Segment Open

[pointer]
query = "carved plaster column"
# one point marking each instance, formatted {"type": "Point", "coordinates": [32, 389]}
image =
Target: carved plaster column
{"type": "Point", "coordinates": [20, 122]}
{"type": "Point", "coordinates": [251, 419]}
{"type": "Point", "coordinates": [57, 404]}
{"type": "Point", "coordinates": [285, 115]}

Segment Closed
Segment Open

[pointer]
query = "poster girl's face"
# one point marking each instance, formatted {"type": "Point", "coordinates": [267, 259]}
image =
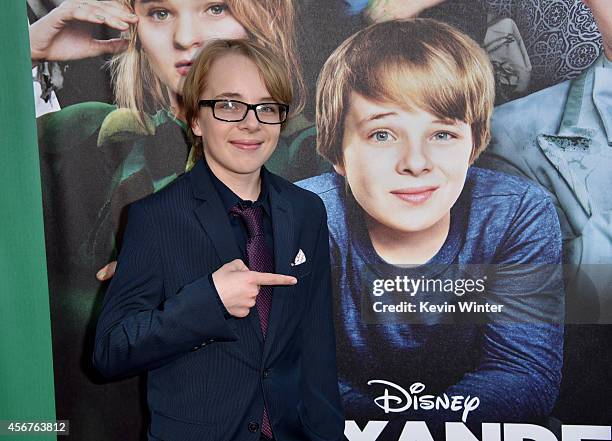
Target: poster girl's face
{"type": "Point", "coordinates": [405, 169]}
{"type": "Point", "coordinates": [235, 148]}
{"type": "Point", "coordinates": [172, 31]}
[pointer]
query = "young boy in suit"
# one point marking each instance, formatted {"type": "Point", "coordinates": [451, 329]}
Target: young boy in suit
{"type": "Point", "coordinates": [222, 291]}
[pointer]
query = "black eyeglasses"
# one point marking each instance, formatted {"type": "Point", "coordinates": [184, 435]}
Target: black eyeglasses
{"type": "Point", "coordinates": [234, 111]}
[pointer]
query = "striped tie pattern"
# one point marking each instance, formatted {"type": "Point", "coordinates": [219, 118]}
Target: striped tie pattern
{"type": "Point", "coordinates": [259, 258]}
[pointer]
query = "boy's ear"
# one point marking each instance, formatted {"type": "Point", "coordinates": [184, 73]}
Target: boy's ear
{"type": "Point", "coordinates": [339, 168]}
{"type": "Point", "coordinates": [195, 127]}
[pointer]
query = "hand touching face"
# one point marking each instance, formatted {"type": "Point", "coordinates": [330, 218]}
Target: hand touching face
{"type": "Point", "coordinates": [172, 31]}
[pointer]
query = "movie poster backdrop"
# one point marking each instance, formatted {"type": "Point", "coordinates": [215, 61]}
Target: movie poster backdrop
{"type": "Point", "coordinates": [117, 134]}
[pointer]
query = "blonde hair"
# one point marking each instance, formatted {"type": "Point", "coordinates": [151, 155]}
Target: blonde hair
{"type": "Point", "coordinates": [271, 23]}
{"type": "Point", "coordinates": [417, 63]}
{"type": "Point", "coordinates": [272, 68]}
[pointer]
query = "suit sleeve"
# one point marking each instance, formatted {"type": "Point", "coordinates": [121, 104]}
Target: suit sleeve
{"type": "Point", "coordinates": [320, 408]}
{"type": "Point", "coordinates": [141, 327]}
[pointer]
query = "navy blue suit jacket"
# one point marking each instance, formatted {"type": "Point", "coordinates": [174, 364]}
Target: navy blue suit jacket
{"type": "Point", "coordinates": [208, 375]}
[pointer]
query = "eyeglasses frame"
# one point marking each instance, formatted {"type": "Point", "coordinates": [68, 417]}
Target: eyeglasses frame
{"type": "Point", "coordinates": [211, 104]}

Segment Closed

▶ [WORK TO BE COMPLETED]: Determine how many lines of the listing above hold the word "query". Report that number without anything else.

▶ [WRITTEN ANSWER]: 12